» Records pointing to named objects
···
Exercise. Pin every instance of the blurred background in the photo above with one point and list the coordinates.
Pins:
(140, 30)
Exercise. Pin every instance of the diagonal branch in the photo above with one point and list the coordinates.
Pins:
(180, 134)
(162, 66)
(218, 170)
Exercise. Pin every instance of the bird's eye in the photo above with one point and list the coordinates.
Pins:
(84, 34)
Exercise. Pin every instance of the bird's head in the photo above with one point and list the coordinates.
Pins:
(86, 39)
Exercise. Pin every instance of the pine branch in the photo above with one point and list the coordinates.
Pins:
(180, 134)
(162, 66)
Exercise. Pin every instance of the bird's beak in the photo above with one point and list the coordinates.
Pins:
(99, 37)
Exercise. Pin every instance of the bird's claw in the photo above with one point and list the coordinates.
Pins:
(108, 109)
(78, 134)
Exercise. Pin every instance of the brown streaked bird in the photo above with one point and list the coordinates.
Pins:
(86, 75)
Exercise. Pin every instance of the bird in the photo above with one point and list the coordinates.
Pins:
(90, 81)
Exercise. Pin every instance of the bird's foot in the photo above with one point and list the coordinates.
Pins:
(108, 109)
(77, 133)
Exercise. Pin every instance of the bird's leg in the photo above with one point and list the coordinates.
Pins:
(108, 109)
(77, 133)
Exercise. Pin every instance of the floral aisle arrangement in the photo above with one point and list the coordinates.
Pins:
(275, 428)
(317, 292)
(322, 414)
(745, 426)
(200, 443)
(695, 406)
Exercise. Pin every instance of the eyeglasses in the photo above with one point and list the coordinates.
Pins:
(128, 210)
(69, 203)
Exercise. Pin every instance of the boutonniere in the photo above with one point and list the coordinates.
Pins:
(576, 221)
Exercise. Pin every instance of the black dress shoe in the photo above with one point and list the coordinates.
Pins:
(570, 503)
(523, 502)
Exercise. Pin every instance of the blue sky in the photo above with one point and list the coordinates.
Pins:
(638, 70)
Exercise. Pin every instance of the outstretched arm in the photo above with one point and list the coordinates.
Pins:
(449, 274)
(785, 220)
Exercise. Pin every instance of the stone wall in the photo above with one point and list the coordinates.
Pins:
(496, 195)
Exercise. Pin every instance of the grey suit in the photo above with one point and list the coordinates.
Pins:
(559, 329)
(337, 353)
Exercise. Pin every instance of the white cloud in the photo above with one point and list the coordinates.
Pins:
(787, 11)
···
» WORK REQUIRED
Copy out every line of the records above word for word, with nothing changed or omitted.

» CORRECT RESPONSE
Exercise. Pin every instance of the blurred background in the photo above with one point and list the coordinates.
Pins:
(140, 30)
Exercise. Pin every instance of the diagonal branch in the photo above with one point and list the coordinates.
Pins:
(180, 134)
(162, 66)
(218, 170)
Exercise. Pin every instance of the bird's eye in the photo above with one point and list the coordinates.
Pins:
(84, 34)
Exercise. Pin every instance of the bird's head in the photo above with one point and list the coordinates.
Pins:
(86, 39)
Exercise. Pin every instance of the pine branch in the photo above with one point and list the coordinates.
Pins:
(180, 134)
(162, 66)
Exercise. Pin every instance of the bird's beak in the photo above with one point and list the coordinates.
Pins:
(99, 37)
Exercise. Pin every instance of the bird's claw in the photo above with one point and list the coordinates.
Pins:
(108, 109)
(78, 134)
Exercise. Pin every instance of the brown streaked bird in the photo above with one point and list the coordinates.
Pins:
(86, 75)
Exercise. Pin every instance of the bird in the photo above with one point and list the coordinates.
Pins:
(90, 81)
Exercise. Pin every instance of the bird's foot in the photo above with one point and list the coordinates.
Pins:
(108, 109)
(77, 133)
Exercise. Pin every instance of the bird's leg in the photo above with one point and list the coordinates.
Pins:
(108, 109)
(77, 133)
Exercise. Pin every instance of the floral aisle arrangement in the photo above with one point and list the coordinates.
Pins:
(275, 428)
(317, 292)
(322, 414)
(745, 426)
(200, 443)
(695, 406)
Exercise. Pin every instance of the eyeglasses in the photo above with one point and list the coordinates.
Pins:
(128, 210)
(69, 203)
Exercise. Pin every instance of the boutonniere in the photo above with one point and list the coordinates.
Pins:
(576, 221)
Exercise. Pin every instance of the black dress shoe in the photo above with one point and list the coordinates.
Pins:
(570, 503)
(523, 502)
Exercise. Pin every instance of the blue sky in the photo above with one point and list the coordinates.
Pins:
(638, 70)
Exercise. Pin every instance of the outstretched arm in the photo above with one point and list the coordinates.
Pins:
(449, 274)
(785, 220)
Exercise. Pin every instance of the stone wall in the photo above with one point and list the coordinates.
Pins:
(496, 195)
Exercise. Pin every instance of the grey suit in the photo above with one point and list the coordinates.
Pins:
(559, 329)
(337, 353)
Exercise. Pin every instance of the white cloud in the photo above with one point and list the coordinates.
Pins:
(787, 11)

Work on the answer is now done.